-- WHAT TO WORK ON --
Output verbatim the passage of the Selinsgrove Speedway article from "Holland won the" up to and including "74th Anniversary Race.".

-- TEXT EXCERPT --
+ + + +

SELINSGROVE, Pa – When Selinsgrove Speedway hosts the USAC Silver Crown Series on Aug. 9 for the first time in series history, it will be honoring the track’s first winner, Bill Holland.
Holland won the inaugural race at the track on July 20, 1946, and that in itself was historic.
But Holland’s entire historic career is also meant to be feted with the race that itself, by virtue of carrying a USAC sanction, will also be making history as the Bill Holland Classic 74th Anniversary Race.
The USAC event will be the second time that Selinsgrove Speedway will be hosting a USAC race. The first event, a sprint car event, was back on July 17, 1971 and it was Linglestown driver Mitch Smith that topped the USAC field while competing on a temporary permit as granted by USAC officials to a select few local drivers that wished to join in the fun.

+ + + +

-- PROVIDED INFORMATION --

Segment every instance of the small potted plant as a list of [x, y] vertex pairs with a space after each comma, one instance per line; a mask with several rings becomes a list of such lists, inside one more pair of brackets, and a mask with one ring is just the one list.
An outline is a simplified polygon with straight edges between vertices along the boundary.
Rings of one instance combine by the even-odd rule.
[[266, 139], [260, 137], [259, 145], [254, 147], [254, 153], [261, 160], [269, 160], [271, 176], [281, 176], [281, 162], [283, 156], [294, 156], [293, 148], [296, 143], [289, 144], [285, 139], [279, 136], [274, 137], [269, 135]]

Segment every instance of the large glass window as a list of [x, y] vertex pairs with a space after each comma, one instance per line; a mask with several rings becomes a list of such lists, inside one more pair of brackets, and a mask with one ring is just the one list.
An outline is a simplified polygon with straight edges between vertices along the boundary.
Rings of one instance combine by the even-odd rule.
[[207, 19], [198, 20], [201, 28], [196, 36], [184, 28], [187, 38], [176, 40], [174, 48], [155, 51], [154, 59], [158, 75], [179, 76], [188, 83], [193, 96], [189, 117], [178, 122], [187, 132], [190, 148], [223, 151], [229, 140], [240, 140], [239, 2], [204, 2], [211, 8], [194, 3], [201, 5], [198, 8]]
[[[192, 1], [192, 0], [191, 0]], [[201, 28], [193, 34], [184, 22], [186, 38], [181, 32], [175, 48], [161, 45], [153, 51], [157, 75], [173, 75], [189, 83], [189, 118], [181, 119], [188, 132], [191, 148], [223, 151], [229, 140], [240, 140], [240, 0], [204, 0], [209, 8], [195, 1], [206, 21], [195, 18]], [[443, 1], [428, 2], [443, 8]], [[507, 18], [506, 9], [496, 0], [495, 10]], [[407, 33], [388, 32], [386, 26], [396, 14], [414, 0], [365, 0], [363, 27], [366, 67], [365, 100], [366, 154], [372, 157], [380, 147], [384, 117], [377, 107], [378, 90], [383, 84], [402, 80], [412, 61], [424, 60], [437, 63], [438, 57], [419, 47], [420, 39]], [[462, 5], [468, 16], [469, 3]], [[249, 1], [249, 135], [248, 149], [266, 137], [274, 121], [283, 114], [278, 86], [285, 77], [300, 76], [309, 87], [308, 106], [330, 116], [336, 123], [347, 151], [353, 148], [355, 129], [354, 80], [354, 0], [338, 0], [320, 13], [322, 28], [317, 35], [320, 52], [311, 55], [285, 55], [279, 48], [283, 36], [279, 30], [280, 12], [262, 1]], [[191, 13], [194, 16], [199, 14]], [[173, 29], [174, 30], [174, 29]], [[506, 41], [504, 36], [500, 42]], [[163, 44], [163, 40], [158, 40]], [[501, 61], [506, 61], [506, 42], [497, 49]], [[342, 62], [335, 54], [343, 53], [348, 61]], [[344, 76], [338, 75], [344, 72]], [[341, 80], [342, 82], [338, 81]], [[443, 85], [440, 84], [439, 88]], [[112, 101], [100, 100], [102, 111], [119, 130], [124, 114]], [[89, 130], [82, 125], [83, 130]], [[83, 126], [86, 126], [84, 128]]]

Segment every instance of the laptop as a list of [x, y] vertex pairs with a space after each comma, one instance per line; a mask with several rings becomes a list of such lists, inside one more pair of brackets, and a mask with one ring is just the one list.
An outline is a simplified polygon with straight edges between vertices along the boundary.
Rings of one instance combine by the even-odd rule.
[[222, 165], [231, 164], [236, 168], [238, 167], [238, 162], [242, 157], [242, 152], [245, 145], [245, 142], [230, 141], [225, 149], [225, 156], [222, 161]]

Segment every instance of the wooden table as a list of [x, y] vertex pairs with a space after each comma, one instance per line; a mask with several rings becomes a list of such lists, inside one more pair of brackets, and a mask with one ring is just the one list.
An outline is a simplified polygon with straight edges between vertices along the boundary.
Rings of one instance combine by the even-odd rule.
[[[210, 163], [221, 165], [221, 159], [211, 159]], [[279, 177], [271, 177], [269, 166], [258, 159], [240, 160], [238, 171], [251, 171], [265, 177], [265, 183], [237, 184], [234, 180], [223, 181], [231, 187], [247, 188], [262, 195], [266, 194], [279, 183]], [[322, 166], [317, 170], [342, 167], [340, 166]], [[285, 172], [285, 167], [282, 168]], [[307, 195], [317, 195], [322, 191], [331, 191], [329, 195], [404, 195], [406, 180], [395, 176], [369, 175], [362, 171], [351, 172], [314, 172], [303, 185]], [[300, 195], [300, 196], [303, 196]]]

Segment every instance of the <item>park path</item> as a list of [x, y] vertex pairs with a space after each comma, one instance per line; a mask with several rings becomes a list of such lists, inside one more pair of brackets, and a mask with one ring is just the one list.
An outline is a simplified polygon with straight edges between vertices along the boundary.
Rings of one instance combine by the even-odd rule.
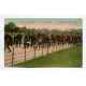
[[[34, 58], [38, 58], [40, 56], [44, 56], [44, 55], [47, 55], [53, 53], [53, 52], [58, 52], [58, 51], [61, 51], [61, 49], [66, 49], [66, 48], [69, 48], [71, 47], [72, 45], [69, 45], [69, 44], [63, 44], [63, 45], [56, 45], [55, 46], [51, 46], [48, 47], [48, 49], [45, 47], [45, 48], [38, 48], [35, 49], [35, 53], [34, 53], [34, 49], [32, 47], [29, 47], [29, 48], [26, 48], [26, 60], [31, 60], [31, 59], [34, 59]], [[12, 47], [11, 47], [12, 49]], [[8, 51], [5, 51], [4, 53], [4, 66], [5, 67], [11, 67], [12, 66], [12, 53], [9, 53]], [[24, 46], [22, 47], [15, 47], [14, 46], [14, 59], [13, 59], [13, 63], [16, 64], [18, 62], [22, 62], [22, 61], [25, 61], [25, 48]]]

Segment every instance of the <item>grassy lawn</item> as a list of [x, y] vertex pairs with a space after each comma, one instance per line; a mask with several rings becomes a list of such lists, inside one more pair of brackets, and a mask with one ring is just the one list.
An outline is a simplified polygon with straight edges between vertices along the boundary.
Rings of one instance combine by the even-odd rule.
[[75, 45], [69, 49], [55, 52], [46, 56], [41, 56], [33, 60], [27, 60], [22, 63], [17, 63], [14, 67], [22, 68], [81, 68], [82, 67], [82, 46]]

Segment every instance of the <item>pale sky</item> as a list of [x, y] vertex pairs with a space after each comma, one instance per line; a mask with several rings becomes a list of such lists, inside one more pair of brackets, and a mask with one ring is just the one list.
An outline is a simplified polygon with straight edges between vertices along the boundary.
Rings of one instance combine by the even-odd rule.
[[18, 27], [35, 29], [71, 30], [82, 29], [81, 18], [6, 18], [5, 24], [13, 22]]

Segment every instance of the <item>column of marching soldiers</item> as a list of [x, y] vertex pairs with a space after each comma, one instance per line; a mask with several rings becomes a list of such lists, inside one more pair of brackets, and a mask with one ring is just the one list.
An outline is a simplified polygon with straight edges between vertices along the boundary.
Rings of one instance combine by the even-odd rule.
[[[22, 45], [25, 48], [25, 60], [26, 60], [26, 48], [34, 48], [35, 51], [39, 48], [48, 48], [54, 45], [63, 45], [63, 44], [81, 44], [82, 43], [82, 35], [81, 34], [44, 34], [44, 33], [38, 33], [38, 34], [22, 34], [22, 33], [15, 33], [10, 34], [5, 33], [4, 35], [4, 51], [8, 49], [9, 53], [13, 52], [12, 55], [12, 66], [14, 60], [14, 49], [15, 47], [22, 47]], [[15, 47], [13, 47], [15, 45]], [[13, 47], [13, 49], [11, 49]], [[57, 47], [58, 48], [58, 47]]]

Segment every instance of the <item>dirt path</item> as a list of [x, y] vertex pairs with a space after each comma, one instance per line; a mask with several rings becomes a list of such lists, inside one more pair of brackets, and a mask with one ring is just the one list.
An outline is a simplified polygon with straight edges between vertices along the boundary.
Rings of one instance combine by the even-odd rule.
[[[69, 44], [63, 44], [63, 45], [57, 45], [56, 46], [51, 46], [48, 49], [47, 48], [38, 48], [35, 51], [35, 54], [34, 54], [34, 49], [32, 47], [29, 47], [29, 48], [26, 48], [26, 60], [31, 60], [33, 58], [38, 58], [39, 56], [43, 56], [43, 55], [46, 55], [47, 53], [51, 54], [53, 52], [58, 52], [60, 49], [66, 49], [66, 48], [69, 48], [71, 47], [72, 45], [69, 45]], [[11, 47], [12, 49], [12, 47]], [[9, 67], [9, 66], [12, 66], [12, 53], [9, 53], [8, 51], [5, 51], [4, 53], [4, 64], [5, 67]], [[34, 56], [35, 55], [35, 56]], [[18, 62], [22, 62], [22, 61], [25, 61], [25, 48], [24, 46], [22, 47], [15, 47], [14, 46], [14, 64], [15, 63], [18, 63]]]

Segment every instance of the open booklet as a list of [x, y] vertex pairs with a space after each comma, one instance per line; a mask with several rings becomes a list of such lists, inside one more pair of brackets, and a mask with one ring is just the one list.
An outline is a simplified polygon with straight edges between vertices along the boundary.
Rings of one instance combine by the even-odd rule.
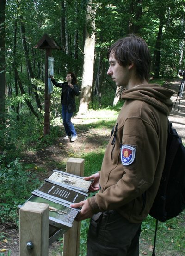
[[[45, 180], [38, 190], [34, 190], [25, 203], [24, 204], [28, 201], [49, 204], [49, 245], [71, 228], [80, 210], [72, 208], [70, 205], [86, 199], [88, 194], [85, 191], [88, 191], [92, 181], [55, 170], [51, 176]], [[19, 208], [22, 206], [19, 205]]]

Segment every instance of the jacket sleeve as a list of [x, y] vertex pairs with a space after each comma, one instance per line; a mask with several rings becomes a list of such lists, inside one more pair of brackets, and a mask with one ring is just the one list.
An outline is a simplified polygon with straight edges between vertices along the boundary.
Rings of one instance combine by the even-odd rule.
[[76, 96], [78, 96], [78, 95], [80, 94], [79, 89], [78, 86], [76, 85], [74, 85], [73, 91]]
[[55, 79], [53, 79], [53, 80], [51, 80], [51, 82], [53, 83], [53, 84], [55, 86], [57, 87], [58, 88], [62, 88], [62, 83], [58, 83], [57, 82], [56, 82]]

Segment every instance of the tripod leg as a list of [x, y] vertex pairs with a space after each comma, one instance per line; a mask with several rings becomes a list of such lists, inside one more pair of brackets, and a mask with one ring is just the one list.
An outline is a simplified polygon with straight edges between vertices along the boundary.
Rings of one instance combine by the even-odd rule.
[[178, 109], [177, 111], [179, 111], [179, 106], [180, 103], [180, 98], [180, 98], [180, 97], [179, 102], [179, 103]]
[[176, 102], [177, 102], [177, 98], [178, 98], [178, 96], [177, 96], [177, 98], [176, 98], [176, 101], [175, 101], [175, 104], [174, 104], [174, 107], [173, 107], [174, 108], [175, 108], [175, 105], [176, 105]]

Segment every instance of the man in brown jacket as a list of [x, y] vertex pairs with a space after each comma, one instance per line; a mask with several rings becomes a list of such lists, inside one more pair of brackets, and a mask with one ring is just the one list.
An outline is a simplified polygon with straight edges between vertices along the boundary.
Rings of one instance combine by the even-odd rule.
[[123, 89], [124, 103], [93, 178], [94, 197], [81, 207], [80, 221], [91, 217], [88, 256], [138, 256], [142, 222], [155, 198], [164, 167], [167, 116], [174, 92], [148, 84], [150, 55], [142, 39], [129, 35], [115, 43], [108, 57], [111, 75]]

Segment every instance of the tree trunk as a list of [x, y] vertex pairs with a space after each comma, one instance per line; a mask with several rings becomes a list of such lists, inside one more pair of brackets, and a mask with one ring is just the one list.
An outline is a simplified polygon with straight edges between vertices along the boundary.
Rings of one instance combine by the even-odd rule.
[[121, 91], [121, 87], [117, 86], [115, 95], [114, 96], [114, 101], [113, 102], [113, 105], [116, 105], [119, 101], [119, 100], [120, 99]]
[[[139, 20], [142, 15], [143, 0], [132, 0], [130, 3], [130, 20], [129, 21], [128, 33], [139, 33], [141, 26]], [[135, 17], [132, 18], [133, 13]]]
[[[16, 96], [18, 96], [18, 81], [17, 77], [16, 76], [16, 73], [15, 72], [14, 67], [17, 66], [16, 63], [16, 59], [15, 55], [16, 53], [16, 41], [17, 41], [17, 20], [16, 19], [15, 20], [15, 26], [14, 26], [14, 37], [13, 40], [13, 69], [14, 70], [14, 74], [15, 74], [15, 95]], [[16, 120], [18, 121], [19, 120], [19, 102], [17, 103], [17, 105], [15, 107], [16, 112], [17, 113]]]
[[162, 44], [162, 29], [164, 26], [164, 19], [166, 7], [161, 7], [159, 13], [159, 26], [157, 40], [155, 44], [155, 50], [154, 53], [154, 76], [158, 78], [160, 74], [160, 51]]
[[[17, 68], [15, 67], [14, 67], [14, 72], [15, 72], [15, 77], [16, 78], [17, 81], [18, 83], [18, 85], [19, 86], [20, 91], [21, 92], [21, 94], [24, 94], [25, 93], [25, 91], [23, 88], [23, 85], [22, 84], [21, 80], [20, 79], [19, 75], [18, 74], [18, 71], [17, 70]], [[37, 118], [38, 120], [39, 120], [39, 117], [38, 114], [37, 113], [37, 112], [35, 111], [34, 109], [33, 108], [33, 107], [31, 105], [31, 102], [28, 99], [25, 99], [25, 100], [26, 102], [26, 104], [30, 111], [31, 111], [34, 115], [34, 116]]]
[[89, 0], [87, 6], [85, 31], [84, 62], [79, 114], [84, 113], [87, 111], [92, 87], [95, 47], [94, 16], [96, 11], [92, 8], [92, 0]]
[[[25, 52], [25, 58], [26, 59], [27, 69], [29, 75], [29, 78], [30, 80], [31, 80], [32, 78], [34, 78], [34, 76], [33, 74], [33, 70], [32, 69], [31, 63], [30, 62], [30, 58], [29, 56], [28, 47], [27, 47], [26, 43], [26, 39], [25, 37], [25, 24], [23, 22], [23, 18], [22, 16], [20, 17], [21, 20], [21, 37], [22, 37], [22, 41], [23, 42], [23, 46]], [[41, 103], [40, 102], [38, 94], [37, 92], [37, 88], [36, 86], [35, 85], [33, 84], [31, 84], [33, 88], [34, 88], [34, 93], [35, 94], [35, 99], [36, 101], [37, 105], [38, 108], [41, 110], [42, 107], [41, 105]]]
[[0, 1], [0, 125], [4, 122], [5, 111], [5, 7], [6, 0]]

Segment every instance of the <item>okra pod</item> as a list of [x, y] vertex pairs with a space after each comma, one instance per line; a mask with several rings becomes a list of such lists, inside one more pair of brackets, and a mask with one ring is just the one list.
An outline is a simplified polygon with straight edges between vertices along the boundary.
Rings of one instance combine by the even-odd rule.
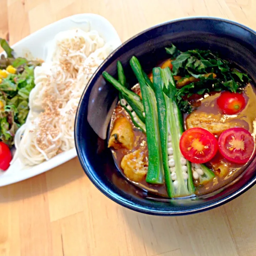
[[164, 170], [155, 93], [150, 86], [147, 84], [145, 74], [138, 59], [133, 57], [130, 64], [140, 86], [145, 114], [149, 154], [146, 181], [152, 184], [163, 184]]
[[145, 118], [143, 115], [144, 108], [139, 96], [127, 88], [106, 71], [102, 73], [102, 75], [106, 80], [122, 93], [124, 98], [129, 103], [139, 118], [143, 123], [145, 123]]
[[[194, 190], [191, 163], [182, 155], [180, 139], [183, 118], [176, 102], [163, 91], [172, 95], [175, 82], [169, 68], [153, 69], [153, 80], [158, 102], [159, 126], [167, 192], [171, 197], [188, 196]], [[164, 89], [164, 88], [165, 89]]]
[[[117, 74], [118, 81], [122, 85], [128, 88], [129, 85], [126, 82], [126, 78], [124, 75], [123, 65], [119, 60], [117, 61]], [[146, 126], [145, 124], [139, 118], [136, 113], [133, 111], [131, 107], [124, 99], [122, 92], [119, 92], [119, 99], [120, 105], [125, 110], [130, 116], [132, 122], [137, 127], [140, 129], [144, 133], [146, 133]]]
[[202, 164], [192, 164], [193, 177], [199, 181], [200, 184], [209, 181], [215, 177], [214, 173], [207, 166]]

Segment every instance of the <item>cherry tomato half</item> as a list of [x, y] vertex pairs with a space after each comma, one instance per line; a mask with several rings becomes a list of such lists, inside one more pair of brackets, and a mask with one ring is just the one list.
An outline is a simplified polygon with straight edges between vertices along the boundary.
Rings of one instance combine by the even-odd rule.
[[11, 153], [9, 147], [2, 142], [0, 142], [0, 169], [5, 171], [10, 166], [12, 159]]
[[183, 133], [180, 148], [184, 157], [196, 164], [210, 160], [218, 151], [218, 140], [212, 133], [202, 128], [191, 128]]
[[234, 114], [244, 108], [245, 100], [241, 94], [224, 91], [217, 99], [217, 104], [224, 114]]
[[254, 141], [251, 133], [239, 127], [223, 132], [218, 143], [220, 154], [229, 161], [237, 164], [247, 162], [254, 150]]

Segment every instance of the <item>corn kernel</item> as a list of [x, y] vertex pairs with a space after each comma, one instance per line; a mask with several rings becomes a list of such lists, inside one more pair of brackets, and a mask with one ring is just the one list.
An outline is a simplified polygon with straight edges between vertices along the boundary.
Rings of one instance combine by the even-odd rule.
[[11, 74], [15, 74], [16, 73], [16, 69], [14, 68], [11, 65], [9, 65], [6, 68], [6, 70]]
[[0, 69], [0, 78], [6, 78], [9, 73], [5, 69]]
[[3, 102], [2, 101], [0, 101], [0, 110], [2, 109], [4, 107], [4, 105]]

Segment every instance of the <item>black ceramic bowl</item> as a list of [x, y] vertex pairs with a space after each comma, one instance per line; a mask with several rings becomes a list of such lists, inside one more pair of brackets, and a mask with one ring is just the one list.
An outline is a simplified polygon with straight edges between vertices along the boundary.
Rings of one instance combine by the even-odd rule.
[[[158, 25], [137, 35], [123, 43], [106, 60], [89, 82], [81, 98], [75, 126], [76, 146], [85, 172], [103, 193], [120, 204], [138, 212], [162, 215], [181, 215], [208, 210], [223, 204], [246, 191], [256, 182], [256, 159], [241, 178], [224, 189], [196, 200], [174, 199], [166, 201], [146, 193], [126, 181], [114, 164], [107, 142], [101, 140], [87, 121], [87, 113], [102, 118], [102, 105], [110, 107], [117, 92], [106, 84], [104, 70], [116, 76], [116, 62], [124, 65], [130, 85], [136, 82], [129, 61], [133, 55], [149, 71], [160, 60], [167, 58], [164, 47], [171, 43], [182, 51], [198, 48], [218, 52], [223, 58], [236, 63], [256, 81], [256, 33], [244, 26], [215, 18], [177, 20]], [[109, 87], [109, 88], [108, 88]], [[106, 90], [106, 89], [107, 89]], [[104, 90], [102, 90], [104, 89]], [[92, 92], [90, 97], [90, 95]], [[90, 104], [89, 101], [90, 102]], [[107, 112], [106, 112], [106, 116]]]

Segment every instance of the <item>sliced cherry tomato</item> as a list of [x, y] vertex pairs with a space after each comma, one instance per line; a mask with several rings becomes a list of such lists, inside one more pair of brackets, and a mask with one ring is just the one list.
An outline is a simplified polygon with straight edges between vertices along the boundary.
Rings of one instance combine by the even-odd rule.
[[224, 91], [217, 99], [217, 104], [224, 114], [234, 114], [244, 108], [245, 100], [241, 94]]
[[12, 159], [11, 153], [9, 147], [2, 142], [0, 142], [0, 169], [5, 171], [10, 166]]
[[254, 150], [254, 141], [250, 132], [243, 128], [230, 128], [219, 138], [220, 154], [230, 162], [245, 164]]
[[212, 133], [202, 128], [191, 128], [183, 133], [180, 148], [184, 157], [196, 164], [210, 160], [218, 151], [218, 140]]

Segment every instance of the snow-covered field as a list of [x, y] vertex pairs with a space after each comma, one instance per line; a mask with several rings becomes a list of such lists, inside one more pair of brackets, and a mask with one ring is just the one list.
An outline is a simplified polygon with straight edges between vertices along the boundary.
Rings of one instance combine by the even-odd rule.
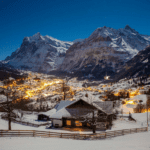
[[5, 137], [1, 150], [150, 150], [150, 131], [105, 140]]

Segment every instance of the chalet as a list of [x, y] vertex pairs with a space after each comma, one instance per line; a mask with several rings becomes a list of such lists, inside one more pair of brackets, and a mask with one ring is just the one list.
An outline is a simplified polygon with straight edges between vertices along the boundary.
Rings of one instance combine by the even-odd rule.
[[[103, 103], [103, 102], [102, 102]], [[64, 104], [64, 105], [63, 105]], [[56, 112], [50, 116], [54, 127], [88, 127], [91, 122], [97, 121], [97, 125], [108, 126], [112, 122], [112, 105], [109, 112], [101, 107], [100, 102], [88, 103], [83, 99], [76, 101], [64, 101], [60, 103]]]

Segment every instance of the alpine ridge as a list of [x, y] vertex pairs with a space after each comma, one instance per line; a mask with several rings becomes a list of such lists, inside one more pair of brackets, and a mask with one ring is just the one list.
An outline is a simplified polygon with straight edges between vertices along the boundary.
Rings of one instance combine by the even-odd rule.
[[68, 49], [59, 69], [88, 78], [114, 75], [149, 44], [150, 36], [139, 34], [129, 25], [118, 30], [100, 27]]
[[17, 69], [48, 73], [58, 68], [72, 44], [48, 35], [42, 36], [38, 32], [33, 36], [25, 37], [20, 48], [5, 61]]

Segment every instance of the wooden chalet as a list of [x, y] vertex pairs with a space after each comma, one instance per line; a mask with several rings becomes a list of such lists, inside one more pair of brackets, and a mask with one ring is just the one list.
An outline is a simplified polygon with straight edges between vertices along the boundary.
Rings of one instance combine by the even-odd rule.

+ + + +

-- EXERCISE RESPONSE --
Holland won the inaugural race at the track on July 20, 1946, and that in itself was historic.
But Holland’s entire historic career is also meant to be feted with the race that itself, by virtue of carrying a USAC sanction, will also be making history as the Bill Holland Classic 74th Anniversary Race.